* **Short problem 1**
Copy out the whole thread on parallelizing step3 word for word.

* **Document segment**
Parallelizing step3

[matbesancon]

We're using Hungarian.jl in the https://github.com/ZIB-IOL/FrankWolfe.jl package to solve LPs over the Birkhoff polytope.

It scales well in terms of memory footprint but badly in terms of time, mostly because of step3!, where most of the time seems to be spent in this block:

    @inbounds for j in colUncoveredIdx, i in rowUncoveredIdx
        cost = costMat[i, j] + Δcol[j] + Δrow[i]
        if cost <= h
            if cost != h
                h = cost
                empty!(minLocations)
            end
            push!(minLocations, (i, j))
        end
    end

this would be non-trivial to parallelize because of the shared bound h and array minLocations but could be worth it.

[Gnimuc]

It scales well in terms of memory footprint but badly in terms of time, mostly because of step3!, where most of the time seems to be spent in this block:

I think the hot-pot depends on the problem size. Yes, for small matrices, step3 is the bottleneck, but I'm not sure how much performance gain we can benefit from multi-threading.

[Gnimuc]

Looks like I tried something similar years ago:

Hungarian.jl/src/Munkres.jl

Line 343 in a60d303

@threads for j in colUncoveredIdx

[matbesancon]

Do you get other crititcal points when matrix sizes grow larger? This was for a 1000x1000 dense matrix

[Gnimuc]

Hungarian.jl/src/Munkres.jl

Lines 91 to 108 in fe5c402

	for ii in CartesianIndices(size(costMat))
	# "consider a zero Z of the matrix;"
	r, c = ii.I
	cost = costMat[r, c] + Δrow[r] + Δcol[c]
	if cost == 0
	Zs[r, c] = Z
	# "if there is no starred zero in its row and none in its column, star Z.
	# repeat, considering each zero in the matrix in turn;"
	if !colSTAR[c] && !rowSTAR[r]
	Zs[r, c] = STAR
	rowSTAR[r] = true
	colSTAR[c] = true
	row2colSTAR[r] = c
	# "then cover every column containing a starred zero."

[Excerpts of location labeling data]
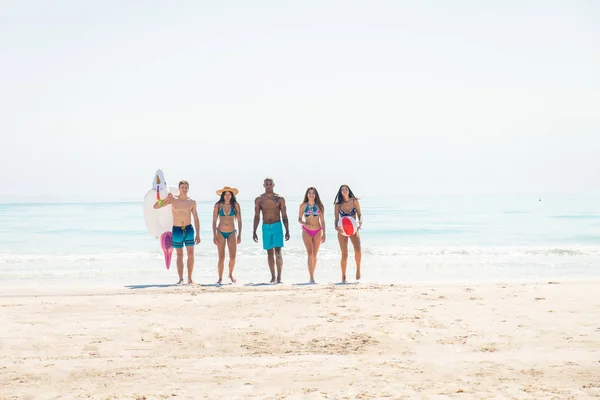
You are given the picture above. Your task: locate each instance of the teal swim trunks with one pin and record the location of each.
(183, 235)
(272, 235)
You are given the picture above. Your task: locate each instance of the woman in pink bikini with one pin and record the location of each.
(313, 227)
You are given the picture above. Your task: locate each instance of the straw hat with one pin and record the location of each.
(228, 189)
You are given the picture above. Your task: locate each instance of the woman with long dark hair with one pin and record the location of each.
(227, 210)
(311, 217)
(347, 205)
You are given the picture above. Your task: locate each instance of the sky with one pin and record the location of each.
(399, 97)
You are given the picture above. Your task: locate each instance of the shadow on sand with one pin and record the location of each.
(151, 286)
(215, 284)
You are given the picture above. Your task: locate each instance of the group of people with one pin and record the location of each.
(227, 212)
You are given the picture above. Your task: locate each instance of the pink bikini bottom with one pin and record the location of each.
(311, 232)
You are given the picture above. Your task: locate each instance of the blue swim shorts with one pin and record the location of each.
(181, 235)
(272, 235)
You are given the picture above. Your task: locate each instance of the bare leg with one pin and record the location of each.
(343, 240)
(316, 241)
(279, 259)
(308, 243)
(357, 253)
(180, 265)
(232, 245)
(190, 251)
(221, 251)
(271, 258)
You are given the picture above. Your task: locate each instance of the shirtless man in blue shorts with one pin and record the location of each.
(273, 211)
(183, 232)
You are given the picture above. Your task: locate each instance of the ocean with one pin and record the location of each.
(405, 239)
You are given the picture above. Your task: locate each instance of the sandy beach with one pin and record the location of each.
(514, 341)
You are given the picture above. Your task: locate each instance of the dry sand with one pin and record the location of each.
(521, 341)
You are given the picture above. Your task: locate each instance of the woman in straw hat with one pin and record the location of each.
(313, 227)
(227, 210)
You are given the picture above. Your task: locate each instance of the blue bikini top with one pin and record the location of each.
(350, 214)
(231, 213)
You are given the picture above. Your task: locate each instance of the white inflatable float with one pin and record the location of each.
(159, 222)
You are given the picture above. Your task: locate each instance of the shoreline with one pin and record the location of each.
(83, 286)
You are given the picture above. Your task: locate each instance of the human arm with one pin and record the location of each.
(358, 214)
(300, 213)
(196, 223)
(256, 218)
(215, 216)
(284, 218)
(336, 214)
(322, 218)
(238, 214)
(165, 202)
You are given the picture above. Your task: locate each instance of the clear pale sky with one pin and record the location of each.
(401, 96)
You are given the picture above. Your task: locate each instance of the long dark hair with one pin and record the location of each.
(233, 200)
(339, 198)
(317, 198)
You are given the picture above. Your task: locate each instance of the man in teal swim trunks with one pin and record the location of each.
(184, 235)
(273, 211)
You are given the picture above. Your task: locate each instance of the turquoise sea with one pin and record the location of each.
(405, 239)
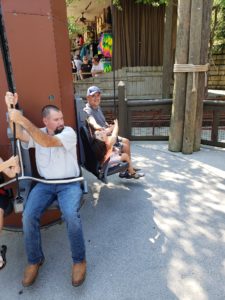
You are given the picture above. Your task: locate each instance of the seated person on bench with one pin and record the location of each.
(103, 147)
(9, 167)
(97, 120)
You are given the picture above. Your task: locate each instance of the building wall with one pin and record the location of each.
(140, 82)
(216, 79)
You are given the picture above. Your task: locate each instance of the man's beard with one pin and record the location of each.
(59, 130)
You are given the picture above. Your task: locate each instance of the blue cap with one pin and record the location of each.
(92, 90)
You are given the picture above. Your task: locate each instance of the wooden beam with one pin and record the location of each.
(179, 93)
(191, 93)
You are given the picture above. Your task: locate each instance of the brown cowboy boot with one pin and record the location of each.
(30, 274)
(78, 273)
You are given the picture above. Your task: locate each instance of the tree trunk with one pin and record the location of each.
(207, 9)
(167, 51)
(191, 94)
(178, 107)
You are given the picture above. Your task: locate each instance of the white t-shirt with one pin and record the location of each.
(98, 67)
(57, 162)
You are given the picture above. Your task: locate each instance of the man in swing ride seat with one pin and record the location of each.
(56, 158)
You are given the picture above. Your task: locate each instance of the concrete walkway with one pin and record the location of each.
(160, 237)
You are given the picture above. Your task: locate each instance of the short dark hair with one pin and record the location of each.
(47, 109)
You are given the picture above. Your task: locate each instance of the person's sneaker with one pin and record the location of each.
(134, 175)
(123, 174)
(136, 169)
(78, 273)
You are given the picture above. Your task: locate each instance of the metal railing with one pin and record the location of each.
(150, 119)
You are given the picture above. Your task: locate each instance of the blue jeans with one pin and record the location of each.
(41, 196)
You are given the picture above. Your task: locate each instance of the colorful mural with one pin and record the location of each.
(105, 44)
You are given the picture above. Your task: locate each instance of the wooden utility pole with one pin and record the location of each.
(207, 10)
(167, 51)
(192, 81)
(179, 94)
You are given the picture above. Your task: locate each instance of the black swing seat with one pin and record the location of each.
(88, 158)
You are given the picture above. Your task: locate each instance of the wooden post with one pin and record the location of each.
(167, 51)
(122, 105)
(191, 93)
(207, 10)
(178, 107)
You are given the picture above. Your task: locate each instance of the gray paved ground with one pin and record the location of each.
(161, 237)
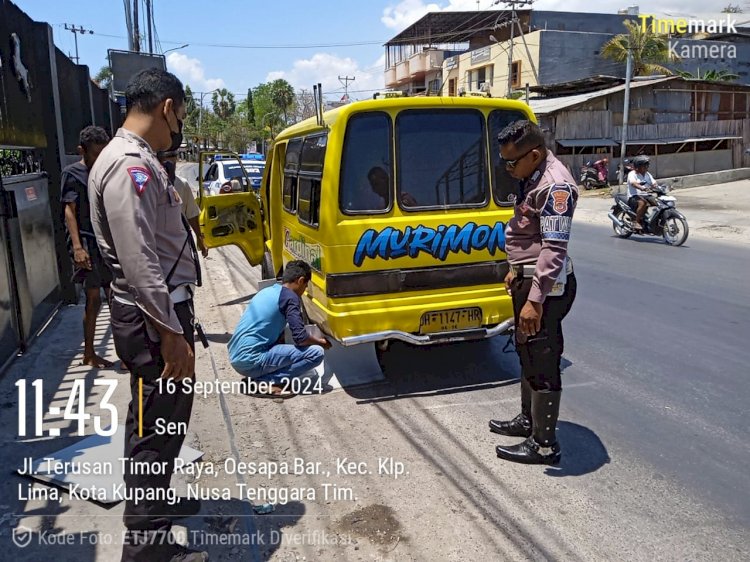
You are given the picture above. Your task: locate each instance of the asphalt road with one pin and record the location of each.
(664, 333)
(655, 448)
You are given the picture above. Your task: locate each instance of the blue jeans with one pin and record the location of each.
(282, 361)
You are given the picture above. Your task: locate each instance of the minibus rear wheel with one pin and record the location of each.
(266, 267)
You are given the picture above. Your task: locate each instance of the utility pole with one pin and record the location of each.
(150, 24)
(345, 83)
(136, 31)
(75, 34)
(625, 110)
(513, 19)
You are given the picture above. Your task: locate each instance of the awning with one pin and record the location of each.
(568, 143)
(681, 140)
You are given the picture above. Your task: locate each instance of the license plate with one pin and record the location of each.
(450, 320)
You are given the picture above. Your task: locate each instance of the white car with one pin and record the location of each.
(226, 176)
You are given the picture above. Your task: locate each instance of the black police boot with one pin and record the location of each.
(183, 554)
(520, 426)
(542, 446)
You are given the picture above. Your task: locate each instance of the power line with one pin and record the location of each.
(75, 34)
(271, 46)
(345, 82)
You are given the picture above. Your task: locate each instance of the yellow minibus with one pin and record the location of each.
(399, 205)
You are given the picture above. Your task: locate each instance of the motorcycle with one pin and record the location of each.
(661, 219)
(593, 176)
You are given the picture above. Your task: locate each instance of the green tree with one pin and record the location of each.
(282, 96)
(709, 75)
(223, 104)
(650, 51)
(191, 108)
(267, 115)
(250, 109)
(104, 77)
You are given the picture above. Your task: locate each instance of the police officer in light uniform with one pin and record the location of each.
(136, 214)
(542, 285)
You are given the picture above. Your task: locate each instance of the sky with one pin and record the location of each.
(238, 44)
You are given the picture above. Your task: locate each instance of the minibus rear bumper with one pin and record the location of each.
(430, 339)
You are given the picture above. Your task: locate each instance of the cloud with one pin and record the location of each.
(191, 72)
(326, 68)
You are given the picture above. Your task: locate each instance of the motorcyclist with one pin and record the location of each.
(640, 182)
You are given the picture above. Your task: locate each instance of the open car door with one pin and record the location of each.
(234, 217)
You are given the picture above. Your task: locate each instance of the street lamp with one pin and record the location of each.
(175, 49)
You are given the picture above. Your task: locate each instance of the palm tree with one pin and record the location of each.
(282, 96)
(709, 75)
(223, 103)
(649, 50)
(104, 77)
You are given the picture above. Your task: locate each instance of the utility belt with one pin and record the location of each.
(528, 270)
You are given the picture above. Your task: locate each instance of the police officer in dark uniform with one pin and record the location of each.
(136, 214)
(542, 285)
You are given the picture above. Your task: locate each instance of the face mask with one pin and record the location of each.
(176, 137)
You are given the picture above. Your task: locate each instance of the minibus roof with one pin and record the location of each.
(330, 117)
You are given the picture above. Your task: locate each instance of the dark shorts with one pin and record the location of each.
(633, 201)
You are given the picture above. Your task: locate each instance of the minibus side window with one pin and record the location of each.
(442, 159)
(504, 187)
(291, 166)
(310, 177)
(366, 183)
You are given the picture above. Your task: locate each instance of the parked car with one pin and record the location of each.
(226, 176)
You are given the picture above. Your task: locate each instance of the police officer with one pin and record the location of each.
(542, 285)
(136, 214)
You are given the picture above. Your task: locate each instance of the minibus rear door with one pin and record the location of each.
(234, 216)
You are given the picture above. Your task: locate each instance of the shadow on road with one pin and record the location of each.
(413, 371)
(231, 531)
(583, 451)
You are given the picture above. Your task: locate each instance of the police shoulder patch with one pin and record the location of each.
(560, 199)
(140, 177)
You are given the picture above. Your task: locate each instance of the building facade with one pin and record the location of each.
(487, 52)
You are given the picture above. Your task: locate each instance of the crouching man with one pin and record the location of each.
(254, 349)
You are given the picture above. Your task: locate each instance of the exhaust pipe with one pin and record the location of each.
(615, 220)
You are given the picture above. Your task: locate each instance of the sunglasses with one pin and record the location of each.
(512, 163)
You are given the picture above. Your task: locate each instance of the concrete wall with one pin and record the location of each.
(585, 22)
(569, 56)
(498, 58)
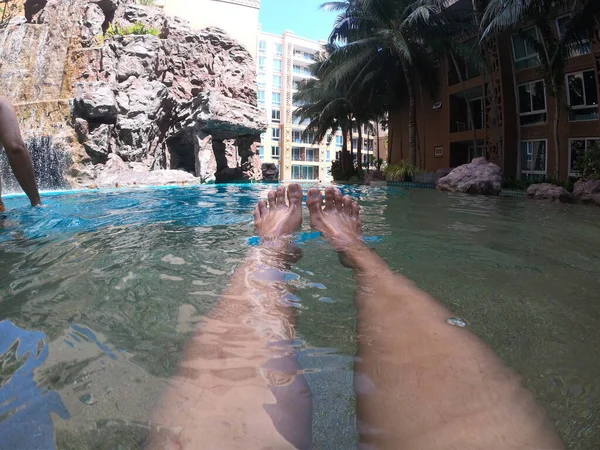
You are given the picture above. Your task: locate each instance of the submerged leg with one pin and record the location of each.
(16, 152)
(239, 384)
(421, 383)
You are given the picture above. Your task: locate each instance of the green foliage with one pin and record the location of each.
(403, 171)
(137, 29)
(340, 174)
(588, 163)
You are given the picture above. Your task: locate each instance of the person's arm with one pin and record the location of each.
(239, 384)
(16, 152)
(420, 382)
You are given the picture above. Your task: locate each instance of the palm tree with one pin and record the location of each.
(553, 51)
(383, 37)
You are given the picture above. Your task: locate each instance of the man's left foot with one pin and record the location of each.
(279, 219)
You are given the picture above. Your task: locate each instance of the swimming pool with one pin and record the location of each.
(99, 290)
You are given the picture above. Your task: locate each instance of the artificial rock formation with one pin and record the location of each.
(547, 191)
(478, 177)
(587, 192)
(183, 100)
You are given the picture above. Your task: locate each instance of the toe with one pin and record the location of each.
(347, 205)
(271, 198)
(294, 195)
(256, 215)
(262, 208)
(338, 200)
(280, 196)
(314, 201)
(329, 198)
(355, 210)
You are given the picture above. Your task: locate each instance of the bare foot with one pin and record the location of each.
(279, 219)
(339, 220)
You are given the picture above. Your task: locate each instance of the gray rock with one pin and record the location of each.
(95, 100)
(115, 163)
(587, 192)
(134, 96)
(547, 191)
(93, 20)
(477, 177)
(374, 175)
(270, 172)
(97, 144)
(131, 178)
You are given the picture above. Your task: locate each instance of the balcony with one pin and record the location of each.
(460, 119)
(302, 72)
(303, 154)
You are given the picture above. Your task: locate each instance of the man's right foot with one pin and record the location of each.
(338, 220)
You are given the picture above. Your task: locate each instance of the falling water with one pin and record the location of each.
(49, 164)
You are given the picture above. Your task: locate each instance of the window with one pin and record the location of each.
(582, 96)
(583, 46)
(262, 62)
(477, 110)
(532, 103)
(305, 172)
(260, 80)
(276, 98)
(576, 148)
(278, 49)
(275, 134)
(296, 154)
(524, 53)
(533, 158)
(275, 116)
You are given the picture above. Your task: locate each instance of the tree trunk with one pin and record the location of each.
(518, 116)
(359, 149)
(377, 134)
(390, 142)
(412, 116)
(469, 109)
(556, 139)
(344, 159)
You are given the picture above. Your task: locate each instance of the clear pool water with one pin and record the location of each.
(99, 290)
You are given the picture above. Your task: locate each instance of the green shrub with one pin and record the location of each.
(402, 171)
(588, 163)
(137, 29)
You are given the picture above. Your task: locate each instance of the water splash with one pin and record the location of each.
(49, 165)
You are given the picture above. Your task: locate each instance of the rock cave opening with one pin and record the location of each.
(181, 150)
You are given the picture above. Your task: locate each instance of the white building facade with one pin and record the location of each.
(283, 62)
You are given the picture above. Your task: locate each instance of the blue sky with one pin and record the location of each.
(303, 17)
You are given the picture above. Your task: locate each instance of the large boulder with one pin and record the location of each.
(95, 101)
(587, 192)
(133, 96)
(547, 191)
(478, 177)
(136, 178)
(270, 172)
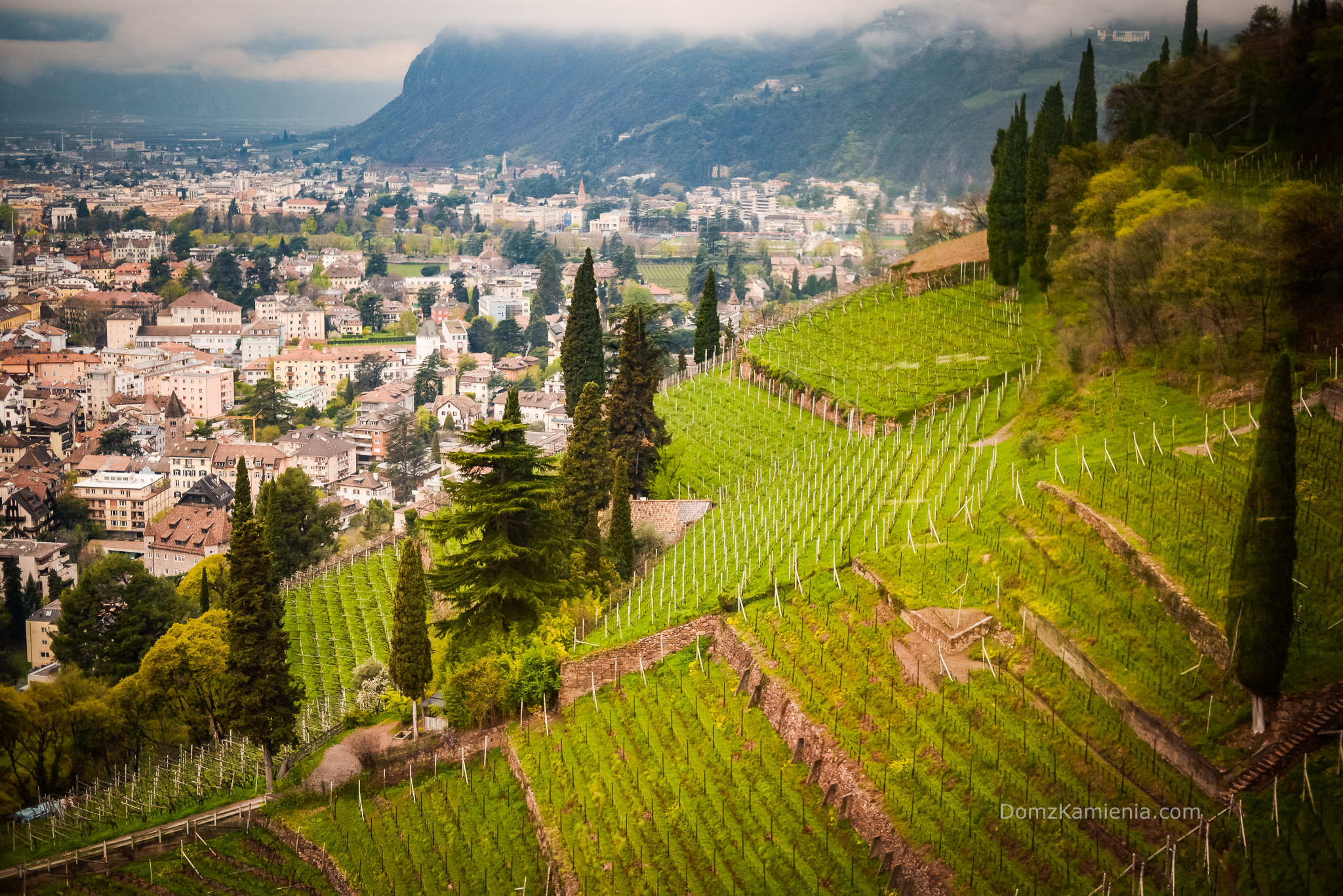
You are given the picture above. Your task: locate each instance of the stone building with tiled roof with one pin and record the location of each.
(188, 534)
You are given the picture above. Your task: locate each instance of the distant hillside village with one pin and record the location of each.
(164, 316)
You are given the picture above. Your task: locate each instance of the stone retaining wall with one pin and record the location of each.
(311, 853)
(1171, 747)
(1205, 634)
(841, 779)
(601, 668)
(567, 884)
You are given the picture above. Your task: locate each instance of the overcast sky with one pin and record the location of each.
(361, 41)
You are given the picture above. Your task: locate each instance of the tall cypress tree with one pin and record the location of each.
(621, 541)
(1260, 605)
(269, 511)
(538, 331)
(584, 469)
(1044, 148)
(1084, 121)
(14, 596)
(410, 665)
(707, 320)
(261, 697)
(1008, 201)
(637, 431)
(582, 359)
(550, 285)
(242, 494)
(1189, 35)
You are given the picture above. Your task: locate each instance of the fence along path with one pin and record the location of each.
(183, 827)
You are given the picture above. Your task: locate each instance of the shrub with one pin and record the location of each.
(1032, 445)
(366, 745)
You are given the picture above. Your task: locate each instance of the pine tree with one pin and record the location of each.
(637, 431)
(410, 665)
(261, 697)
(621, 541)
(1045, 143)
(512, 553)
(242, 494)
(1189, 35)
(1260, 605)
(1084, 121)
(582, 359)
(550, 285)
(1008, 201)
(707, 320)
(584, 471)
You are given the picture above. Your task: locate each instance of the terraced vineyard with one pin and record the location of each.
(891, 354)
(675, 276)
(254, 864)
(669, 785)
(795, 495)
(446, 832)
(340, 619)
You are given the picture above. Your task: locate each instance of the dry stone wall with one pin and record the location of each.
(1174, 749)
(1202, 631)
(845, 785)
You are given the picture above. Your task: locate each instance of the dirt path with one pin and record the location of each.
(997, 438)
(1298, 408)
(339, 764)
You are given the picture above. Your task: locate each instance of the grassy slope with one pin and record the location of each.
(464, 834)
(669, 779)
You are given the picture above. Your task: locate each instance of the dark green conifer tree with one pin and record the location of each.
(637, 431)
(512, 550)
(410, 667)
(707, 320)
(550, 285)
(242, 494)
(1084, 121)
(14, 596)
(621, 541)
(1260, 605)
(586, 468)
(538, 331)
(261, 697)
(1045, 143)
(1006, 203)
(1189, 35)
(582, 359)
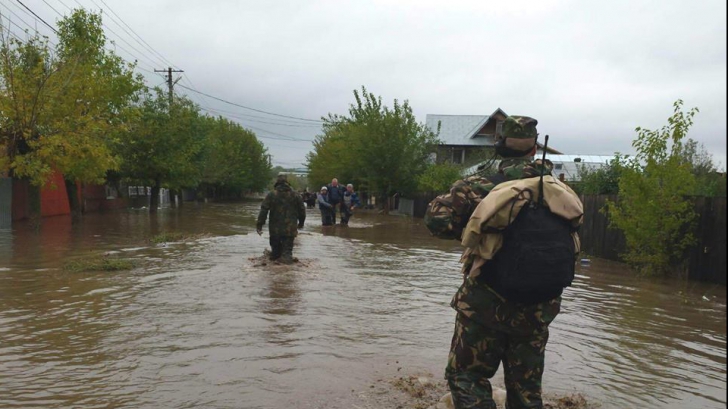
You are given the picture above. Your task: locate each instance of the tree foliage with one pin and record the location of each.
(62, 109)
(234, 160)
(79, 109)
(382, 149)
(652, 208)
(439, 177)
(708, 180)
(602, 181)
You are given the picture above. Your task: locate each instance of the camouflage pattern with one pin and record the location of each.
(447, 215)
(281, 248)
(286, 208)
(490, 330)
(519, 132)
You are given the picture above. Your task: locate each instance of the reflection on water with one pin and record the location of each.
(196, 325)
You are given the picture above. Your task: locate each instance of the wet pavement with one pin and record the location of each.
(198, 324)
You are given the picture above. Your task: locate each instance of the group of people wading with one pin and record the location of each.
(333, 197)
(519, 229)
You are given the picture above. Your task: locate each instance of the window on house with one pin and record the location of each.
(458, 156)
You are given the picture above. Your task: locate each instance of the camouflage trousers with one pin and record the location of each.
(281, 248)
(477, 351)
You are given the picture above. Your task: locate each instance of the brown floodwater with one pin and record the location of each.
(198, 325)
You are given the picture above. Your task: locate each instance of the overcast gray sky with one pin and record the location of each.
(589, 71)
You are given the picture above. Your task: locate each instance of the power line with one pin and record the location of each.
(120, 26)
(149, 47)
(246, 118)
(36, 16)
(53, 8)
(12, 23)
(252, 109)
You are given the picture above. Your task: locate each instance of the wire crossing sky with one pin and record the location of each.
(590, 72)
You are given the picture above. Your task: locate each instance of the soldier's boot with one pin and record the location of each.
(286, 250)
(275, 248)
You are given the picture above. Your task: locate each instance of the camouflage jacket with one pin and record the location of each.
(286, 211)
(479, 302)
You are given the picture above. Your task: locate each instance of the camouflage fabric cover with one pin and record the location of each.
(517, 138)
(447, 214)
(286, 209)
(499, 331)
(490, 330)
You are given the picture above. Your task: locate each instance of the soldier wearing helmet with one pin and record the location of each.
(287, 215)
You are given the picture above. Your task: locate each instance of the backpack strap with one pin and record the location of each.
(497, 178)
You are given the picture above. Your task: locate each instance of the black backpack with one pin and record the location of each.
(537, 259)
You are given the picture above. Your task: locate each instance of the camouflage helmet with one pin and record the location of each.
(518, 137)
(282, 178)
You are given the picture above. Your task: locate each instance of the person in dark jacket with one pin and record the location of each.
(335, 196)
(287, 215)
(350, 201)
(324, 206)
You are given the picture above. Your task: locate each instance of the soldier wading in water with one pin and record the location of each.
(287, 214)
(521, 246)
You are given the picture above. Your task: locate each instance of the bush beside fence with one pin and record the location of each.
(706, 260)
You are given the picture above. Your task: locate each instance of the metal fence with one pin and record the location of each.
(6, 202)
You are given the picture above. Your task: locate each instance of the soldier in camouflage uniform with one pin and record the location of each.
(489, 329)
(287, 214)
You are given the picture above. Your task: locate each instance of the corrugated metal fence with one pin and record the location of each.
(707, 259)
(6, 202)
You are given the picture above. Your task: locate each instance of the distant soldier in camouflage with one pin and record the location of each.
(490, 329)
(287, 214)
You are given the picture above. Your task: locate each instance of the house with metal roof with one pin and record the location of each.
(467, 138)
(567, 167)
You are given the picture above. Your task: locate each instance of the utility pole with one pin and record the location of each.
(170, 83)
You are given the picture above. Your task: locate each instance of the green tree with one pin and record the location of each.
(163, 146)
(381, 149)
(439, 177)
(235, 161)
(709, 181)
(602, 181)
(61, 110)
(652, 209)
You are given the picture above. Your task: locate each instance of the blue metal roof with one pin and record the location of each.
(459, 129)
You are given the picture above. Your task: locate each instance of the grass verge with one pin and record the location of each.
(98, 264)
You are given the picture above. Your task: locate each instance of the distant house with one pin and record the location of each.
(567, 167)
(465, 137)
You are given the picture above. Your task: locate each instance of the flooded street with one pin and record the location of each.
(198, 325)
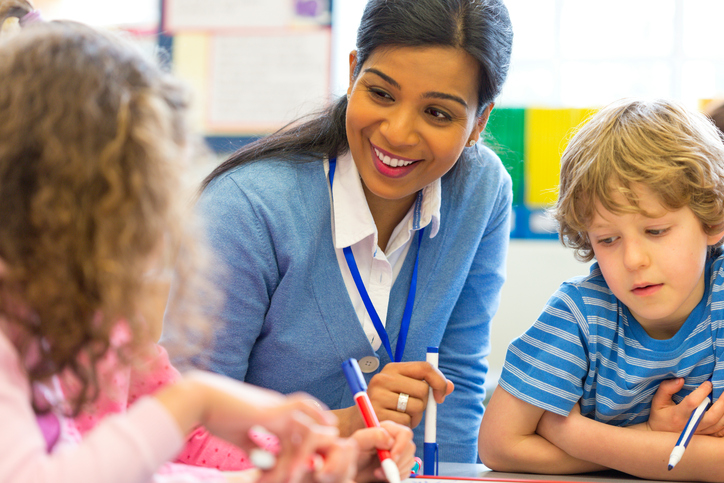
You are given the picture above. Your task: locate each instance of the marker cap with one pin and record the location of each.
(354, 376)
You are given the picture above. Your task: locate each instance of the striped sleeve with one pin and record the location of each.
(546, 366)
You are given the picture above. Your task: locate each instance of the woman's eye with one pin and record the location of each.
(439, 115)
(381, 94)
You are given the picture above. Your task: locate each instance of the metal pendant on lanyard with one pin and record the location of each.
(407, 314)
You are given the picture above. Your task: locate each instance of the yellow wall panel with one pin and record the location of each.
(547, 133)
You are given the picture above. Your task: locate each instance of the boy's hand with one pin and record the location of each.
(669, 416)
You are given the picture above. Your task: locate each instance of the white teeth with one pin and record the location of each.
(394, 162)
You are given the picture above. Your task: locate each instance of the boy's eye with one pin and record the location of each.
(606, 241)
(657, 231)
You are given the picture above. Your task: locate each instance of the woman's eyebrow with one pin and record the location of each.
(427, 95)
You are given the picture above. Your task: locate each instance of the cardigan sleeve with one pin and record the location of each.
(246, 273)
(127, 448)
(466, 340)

* **Short problem 2**
In the listing, take the part that opens with the line containing "the yellow wall" and closes with the listing's last line, and update it by putting "sweater" in place of "cardigan", leaving everything else unchanged. Return only that part.

* **Problem solution 1**
Parallelizing step3

[matbesancon]

We're using Hungarian.jl in the https://github.com/ZIB-IOL/FrankWolfe.jl package to solve LPs over the Birkhoff polytope.

It scales well in terms of memory footprint but badly in terms of time, mostly because of step3!, where most of the time seems to be spent in this block:

    @inbounds for j in colUncoveredIdx, i in rowUncoveredIdx
        cost = costMat[i, j] + Δcol[j] + Δrow[i]
        if cost <= h
            if cost != h
                h = cost
                empty!(minLocations)
            end
            push!(minLocations, (i, j))
        end
    end

this would be non-trivial to parallelize because of the shared bound h and array minLocations but could be worth it.

[Gnimuc]

It scales well in terms of memory footprint but badly in terms of time, mostly because of step3!, where most of the time seems to be spent in this block:

I think the hot-pot depends on the problem size. Yes, for small matrices, step3 is the bottleneck, but I'm not sure how much performance gain we can benefit from multi-threading.

[Gnimuc]

Looks like I tried something similar years ago:

Hungarian.jl/src/Munkres.jl

Line 343 in a60d303

@threads for j in colUncoveredIdx

[matbesancon]

Do you get other crititcal points when matrix sizes grow larger? This was for a 1000x1000 dense matrix

[Gnimuc]

Hungarian.jl/src/Munkres.jl

Lines 91 to 108 in fe5c402

	for ii in CartesianIndices(size(costMat))
	# "consider a zero Z of the matrix;"
	r, c = ii.I
	cost = costMat[r, c] + Δrow[r] + Δcol[c]
	if cost == 0
	Zs[r, c] = Z
	# "if there is no starred zero in its row and none in its column, star Z.
	# repeat, considering each zero in the matrix in turn;"
	if !colSTAR[c] && !rowSTAR[r]
	Zs[r, c] = STAR
	rowSTAR[r] = true
	colSTAR[c] = true
	row2colSTAR[r] = c
	# "then cover every column containing a starred zero."

* **Problem solution 2**
You are given the picture above. Your task: locate each instance of the yellow wall panel with one pin and record the location of each.
(547, 133)
You are given the picture above. Your task: locate each instance of the boy's hand with one pin and record the location of each.
(669, 416)
You are given the picture above. Your task: locate each instance of the white teeth with one pin and record the location of each.
(394, 162)
You are given the picture above. Your task: locate each instance of the boy's eye with one pin and record the location of each.
(606, 241)
(657, 231)
You are given the picture above. Your task: locate each instance of the woman's eyebrow with one pin and record the location of each.
(427, 95)
You are given the picture above. Your task: locate each instance of the sweater sleeve with one pin and record the location of each.
(246, 273)
(127, 448)
(466, 340)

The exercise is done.